-- Work to do --
Filter the records below, copying every line that contains the word "concrete".
===============
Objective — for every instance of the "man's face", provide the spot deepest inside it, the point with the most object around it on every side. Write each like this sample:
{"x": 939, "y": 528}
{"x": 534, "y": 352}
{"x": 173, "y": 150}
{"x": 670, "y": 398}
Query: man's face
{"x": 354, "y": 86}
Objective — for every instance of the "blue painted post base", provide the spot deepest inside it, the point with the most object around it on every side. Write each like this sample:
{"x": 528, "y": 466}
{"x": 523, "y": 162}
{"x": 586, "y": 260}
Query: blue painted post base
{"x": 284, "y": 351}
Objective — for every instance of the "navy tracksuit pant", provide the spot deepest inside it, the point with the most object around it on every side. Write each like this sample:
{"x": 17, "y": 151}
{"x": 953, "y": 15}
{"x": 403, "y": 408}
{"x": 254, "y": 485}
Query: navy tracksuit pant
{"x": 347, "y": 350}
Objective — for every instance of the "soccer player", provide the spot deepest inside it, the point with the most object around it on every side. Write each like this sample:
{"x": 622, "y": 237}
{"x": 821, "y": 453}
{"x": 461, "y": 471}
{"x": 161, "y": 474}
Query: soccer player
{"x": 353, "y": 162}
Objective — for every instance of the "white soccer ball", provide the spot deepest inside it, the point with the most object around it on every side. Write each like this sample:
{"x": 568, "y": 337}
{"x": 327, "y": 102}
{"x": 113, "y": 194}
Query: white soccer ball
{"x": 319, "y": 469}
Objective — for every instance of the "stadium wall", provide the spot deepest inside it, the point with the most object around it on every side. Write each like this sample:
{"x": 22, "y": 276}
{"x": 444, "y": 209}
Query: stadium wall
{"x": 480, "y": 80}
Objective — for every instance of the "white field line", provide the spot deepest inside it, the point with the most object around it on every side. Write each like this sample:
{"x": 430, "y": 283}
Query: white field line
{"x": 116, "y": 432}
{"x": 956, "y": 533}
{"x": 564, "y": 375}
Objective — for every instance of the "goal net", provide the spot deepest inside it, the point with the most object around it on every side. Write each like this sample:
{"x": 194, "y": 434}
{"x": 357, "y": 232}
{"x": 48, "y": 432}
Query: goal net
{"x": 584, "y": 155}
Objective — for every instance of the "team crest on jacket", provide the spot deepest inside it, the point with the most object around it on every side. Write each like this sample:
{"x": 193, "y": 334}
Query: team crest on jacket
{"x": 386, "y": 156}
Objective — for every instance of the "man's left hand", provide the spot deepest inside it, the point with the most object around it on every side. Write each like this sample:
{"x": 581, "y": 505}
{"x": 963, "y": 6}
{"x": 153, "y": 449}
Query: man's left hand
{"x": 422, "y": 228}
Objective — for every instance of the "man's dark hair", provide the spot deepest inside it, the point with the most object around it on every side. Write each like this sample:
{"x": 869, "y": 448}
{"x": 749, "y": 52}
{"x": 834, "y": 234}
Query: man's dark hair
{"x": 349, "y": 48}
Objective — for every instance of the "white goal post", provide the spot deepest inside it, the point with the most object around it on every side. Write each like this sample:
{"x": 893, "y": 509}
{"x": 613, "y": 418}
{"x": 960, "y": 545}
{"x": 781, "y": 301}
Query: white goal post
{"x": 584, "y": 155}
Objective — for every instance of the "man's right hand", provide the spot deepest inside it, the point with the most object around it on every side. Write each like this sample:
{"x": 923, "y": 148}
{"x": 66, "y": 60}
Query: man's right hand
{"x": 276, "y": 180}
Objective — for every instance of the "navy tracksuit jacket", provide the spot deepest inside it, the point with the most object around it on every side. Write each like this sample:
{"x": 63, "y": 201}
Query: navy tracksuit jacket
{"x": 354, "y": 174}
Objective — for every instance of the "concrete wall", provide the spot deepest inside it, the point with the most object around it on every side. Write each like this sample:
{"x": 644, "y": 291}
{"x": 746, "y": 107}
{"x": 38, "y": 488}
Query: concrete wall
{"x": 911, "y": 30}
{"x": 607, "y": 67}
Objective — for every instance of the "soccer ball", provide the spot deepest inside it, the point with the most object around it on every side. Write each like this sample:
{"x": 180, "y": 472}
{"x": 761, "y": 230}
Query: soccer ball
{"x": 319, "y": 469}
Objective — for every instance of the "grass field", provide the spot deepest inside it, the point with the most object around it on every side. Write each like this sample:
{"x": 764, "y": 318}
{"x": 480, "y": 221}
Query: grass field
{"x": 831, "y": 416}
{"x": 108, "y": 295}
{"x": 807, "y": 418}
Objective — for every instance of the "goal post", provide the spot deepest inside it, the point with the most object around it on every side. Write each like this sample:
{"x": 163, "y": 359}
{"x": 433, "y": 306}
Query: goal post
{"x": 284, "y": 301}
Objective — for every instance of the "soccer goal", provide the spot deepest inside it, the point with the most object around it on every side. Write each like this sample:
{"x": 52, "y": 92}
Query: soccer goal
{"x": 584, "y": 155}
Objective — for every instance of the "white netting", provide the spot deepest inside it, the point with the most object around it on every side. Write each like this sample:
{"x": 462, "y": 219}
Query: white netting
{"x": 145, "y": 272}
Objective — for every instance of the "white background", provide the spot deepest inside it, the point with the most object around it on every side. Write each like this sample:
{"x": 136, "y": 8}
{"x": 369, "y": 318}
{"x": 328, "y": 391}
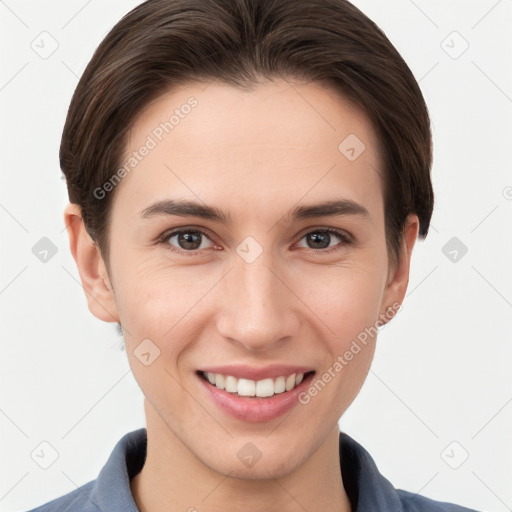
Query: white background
{"x": 442, "y": 368}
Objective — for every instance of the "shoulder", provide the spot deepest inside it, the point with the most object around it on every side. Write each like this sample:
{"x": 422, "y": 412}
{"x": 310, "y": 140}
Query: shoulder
{"x": 415, "y": 503}
{"x": 78, "y": 500}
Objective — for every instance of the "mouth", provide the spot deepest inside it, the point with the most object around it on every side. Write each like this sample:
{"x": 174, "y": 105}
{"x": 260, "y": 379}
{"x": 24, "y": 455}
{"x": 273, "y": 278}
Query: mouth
{"x": 253, "y": 395}
{"x": 263, "y": 388}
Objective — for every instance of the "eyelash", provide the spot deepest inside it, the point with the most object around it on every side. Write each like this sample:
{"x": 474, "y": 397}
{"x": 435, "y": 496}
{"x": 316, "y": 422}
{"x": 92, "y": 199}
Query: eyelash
{"x": 345, "y": 238}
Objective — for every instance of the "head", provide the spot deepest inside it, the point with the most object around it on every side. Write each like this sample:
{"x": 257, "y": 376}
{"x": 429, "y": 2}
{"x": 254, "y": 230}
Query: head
{"x": 304, "y": 140}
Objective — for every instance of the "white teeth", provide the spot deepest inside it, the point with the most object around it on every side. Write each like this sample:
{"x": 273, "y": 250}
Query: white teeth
{"x": 265, "y": 387}
{"x": 247, "y": 387}
{"x": 231, "y": 384}
{"x": 280, "y": 385}
{"x": 290, "y": 382}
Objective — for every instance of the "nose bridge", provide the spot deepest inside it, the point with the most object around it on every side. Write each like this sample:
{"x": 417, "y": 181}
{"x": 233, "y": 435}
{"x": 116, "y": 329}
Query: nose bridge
{"x": 259, "y": 309}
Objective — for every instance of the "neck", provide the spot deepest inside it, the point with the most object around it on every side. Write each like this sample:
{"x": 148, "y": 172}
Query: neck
{"x": 174, "y": 479}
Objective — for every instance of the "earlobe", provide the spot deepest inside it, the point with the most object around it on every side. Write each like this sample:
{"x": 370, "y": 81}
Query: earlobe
{"x": 91, "y": 267}
{"x": 398, "y": 280}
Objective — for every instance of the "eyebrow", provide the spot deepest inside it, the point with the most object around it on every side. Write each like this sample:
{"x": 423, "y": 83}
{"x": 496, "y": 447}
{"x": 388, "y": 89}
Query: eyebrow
{"x": 185, "y": 208}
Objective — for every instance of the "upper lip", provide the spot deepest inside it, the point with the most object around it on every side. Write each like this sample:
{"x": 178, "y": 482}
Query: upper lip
{"x": 255, "y": 373}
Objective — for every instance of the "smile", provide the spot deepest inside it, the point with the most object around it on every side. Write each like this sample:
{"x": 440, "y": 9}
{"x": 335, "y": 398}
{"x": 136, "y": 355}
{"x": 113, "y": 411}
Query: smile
{"x": 250, "y": 388}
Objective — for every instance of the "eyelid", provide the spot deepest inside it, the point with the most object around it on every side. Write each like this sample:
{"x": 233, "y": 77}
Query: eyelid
{"x": 345, "y": 236}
===============
-- The result --
Objective — for every instance of the "concrete wall", provide the spot deepest inside it, the point with the most object around it on every side. Write each like this sample:
Query: concrete wall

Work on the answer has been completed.